== What you have to do ==
Rewrite the post about the LockedValue class, beginning at the words "The class itself" and stopping after "m_Value(_other.load())", and swap each "mutex" for "semaphore" in that span.

# START OF Source

The class itself is simple; just lock a mutex at every sensitive part of the class, but I am not totally sure if it's correct or not. I think about to lock the mutex in the dtor, but I don't know if it's good style or not.

#pragma once
template <class T>
class LockedValue
{
private:
 using Lock = std::scoped_lock<std::mutex>;
public:
 LockedValue() = default;
 LockedValue(const LockedValue& _other) :
 m_Value(_other.load())
 {}
 LockedValue(LockedValue& _other) :
 LockedValue(static_cast<const LockedValue&>(_other))
 {}
 LockedValue(LockedValue&& _other) :
 m_Value(_other._takeValue())
 {}
 template <class... Args>
 LockedValue(Args&&... _args) :
 m_Value(std::forward<Args>(_args)...)
 {}
 LockedValue& operator =(const LockedValue& _other)
 {
 auto value = _other.load();
 store(std::move(value));
 return *this;
 }
 LockedValue& operator =(LockedValue&& _other)
 {
 if (this != &_other)

# END OF Source
# START OF Data section

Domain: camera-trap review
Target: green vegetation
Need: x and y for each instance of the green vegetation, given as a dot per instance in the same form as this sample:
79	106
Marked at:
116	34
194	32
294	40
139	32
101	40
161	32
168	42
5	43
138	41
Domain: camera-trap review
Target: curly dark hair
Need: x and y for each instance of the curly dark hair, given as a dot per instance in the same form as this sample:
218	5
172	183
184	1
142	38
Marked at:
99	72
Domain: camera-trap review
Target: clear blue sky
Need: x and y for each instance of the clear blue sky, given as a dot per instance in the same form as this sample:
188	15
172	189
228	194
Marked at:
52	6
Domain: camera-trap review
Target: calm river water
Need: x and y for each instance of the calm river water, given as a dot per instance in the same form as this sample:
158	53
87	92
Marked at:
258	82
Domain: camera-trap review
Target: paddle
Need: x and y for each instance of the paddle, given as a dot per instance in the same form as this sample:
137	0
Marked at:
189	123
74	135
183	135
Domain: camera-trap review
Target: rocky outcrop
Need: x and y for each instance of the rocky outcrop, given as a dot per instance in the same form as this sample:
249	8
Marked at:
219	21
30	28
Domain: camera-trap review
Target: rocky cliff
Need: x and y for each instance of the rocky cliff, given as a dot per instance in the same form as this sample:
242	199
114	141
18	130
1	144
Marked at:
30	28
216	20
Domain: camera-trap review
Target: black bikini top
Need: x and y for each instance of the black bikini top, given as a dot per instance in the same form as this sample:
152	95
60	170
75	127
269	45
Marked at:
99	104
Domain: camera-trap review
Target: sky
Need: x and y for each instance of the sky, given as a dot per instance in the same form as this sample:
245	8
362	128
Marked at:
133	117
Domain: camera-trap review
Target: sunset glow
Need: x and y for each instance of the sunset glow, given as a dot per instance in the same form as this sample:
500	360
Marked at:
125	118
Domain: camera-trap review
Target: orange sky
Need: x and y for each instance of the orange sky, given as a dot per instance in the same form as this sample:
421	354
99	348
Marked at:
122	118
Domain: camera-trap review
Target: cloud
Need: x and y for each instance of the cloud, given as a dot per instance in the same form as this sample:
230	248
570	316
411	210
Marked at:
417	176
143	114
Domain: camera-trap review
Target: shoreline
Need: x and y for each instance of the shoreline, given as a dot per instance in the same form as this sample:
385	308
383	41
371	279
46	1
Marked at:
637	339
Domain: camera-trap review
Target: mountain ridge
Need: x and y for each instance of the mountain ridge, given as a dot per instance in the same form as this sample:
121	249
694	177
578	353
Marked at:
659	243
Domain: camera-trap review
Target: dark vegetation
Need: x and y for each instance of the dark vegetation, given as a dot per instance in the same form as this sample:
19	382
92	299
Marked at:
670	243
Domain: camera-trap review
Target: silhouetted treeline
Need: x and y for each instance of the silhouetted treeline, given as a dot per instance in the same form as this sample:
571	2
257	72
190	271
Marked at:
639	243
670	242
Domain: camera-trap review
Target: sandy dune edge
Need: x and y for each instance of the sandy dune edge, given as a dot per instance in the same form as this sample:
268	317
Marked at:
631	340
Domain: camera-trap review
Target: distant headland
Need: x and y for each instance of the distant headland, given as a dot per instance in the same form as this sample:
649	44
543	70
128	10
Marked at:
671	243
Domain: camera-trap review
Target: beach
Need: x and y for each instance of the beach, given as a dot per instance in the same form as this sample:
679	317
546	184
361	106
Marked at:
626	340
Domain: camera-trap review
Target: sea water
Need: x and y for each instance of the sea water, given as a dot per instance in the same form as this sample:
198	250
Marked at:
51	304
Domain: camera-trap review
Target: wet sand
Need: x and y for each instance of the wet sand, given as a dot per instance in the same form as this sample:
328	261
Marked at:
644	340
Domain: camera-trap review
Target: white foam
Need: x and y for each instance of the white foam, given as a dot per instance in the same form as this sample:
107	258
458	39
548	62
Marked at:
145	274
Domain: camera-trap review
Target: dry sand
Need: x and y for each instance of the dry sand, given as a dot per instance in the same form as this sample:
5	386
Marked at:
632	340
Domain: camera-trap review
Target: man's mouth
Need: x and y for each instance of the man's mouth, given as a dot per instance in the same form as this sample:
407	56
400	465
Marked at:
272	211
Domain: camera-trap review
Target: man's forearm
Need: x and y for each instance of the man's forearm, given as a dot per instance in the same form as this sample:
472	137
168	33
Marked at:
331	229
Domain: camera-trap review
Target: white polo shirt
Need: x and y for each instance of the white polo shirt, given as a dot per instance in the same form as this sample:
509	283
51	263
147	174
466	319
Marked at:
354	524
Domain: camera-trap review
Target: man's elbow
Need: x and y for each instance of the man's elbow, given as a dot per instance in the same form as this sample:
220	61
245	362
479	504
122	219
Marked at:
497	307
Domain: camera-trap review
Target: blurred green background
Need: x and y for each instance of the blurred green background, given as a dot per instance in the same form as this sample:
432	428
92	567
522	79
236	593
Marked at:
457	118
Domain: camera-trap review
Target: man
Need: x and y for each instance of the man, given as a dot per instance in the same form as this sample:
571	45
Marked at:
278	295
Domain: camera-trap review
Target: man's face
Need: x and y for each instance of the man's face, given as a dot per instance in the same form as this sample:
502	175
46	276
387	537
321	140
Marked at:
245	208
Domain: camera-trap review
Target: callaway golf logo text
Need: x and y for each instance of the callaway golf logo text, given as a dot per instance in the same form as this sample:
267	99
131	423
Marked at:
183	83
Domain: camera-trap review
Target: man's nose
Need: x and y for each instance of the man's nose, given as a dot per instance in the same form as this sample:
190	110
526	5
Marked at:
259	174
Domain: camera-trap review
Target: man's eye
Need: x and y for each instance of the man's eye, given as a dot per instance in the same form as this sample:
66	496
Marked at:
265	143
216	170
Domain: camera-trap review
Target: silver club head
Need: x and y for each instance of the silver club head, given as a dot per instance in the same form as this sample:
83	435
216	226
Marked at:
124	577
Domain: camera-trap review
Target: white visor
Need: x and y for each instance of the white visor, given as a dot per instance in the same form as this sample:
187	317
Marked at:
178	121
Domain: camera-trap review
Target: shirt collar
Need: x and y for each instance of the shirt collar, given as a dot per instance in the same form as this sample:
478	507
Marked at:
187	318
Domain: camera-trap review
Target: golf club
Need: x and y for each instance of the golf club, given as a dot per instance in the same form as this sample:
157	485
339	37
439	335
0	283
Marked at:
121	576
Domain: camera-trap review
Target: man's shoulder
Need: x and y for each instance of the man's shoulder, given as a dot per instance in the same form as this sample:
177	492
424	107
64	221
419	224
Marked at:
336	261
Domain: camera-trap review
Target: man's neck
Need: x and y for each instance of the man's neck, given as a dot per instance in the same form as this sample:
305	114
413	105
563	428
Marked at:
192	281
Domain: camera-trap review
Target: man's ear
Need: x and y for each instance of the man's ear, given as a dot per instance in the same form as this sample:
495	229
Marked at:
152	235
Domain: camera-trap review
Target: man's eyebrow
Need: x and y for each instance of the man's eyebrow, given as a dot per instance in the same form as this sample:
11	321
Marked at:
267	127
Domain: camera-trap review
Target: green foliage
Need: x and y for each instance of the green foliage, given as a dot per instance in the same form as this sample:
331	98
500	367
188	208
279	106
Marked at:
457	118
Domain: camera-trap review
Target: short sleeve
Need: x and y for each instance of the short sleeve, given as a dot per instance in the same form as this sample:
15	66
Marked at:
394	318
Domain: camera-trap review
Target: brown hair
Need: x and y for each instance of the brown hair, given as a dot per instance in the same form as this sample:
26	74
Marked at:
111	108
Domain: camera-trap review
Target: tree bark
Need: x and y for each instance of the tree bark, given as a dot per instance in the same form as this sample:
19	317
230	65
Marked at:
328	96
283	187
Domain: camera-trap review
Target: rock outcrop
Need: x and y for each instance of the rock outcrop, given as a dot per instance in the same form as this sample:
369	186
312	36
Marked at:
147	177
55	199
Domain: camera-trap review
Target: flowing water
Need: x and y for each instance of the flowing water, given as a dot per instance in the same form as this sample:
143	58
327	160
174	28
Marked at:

# END OF Data section

== Result below ==
The class itself is simple; just lock a semaphore at every sensitive part of the class, but I am not totally sure if it's correct or not. I think about to lock the semaphore in the dtor, but I don't know if it's good style or not.

#pragma once
template <class T>
class LockedValue
{
private:
 using Lock = std::scoped_lock<std::semaphore>;
public:
 LockedValue() = default;
 LockedValue(const LockedValue& _other) :
 m_Value(_other.load())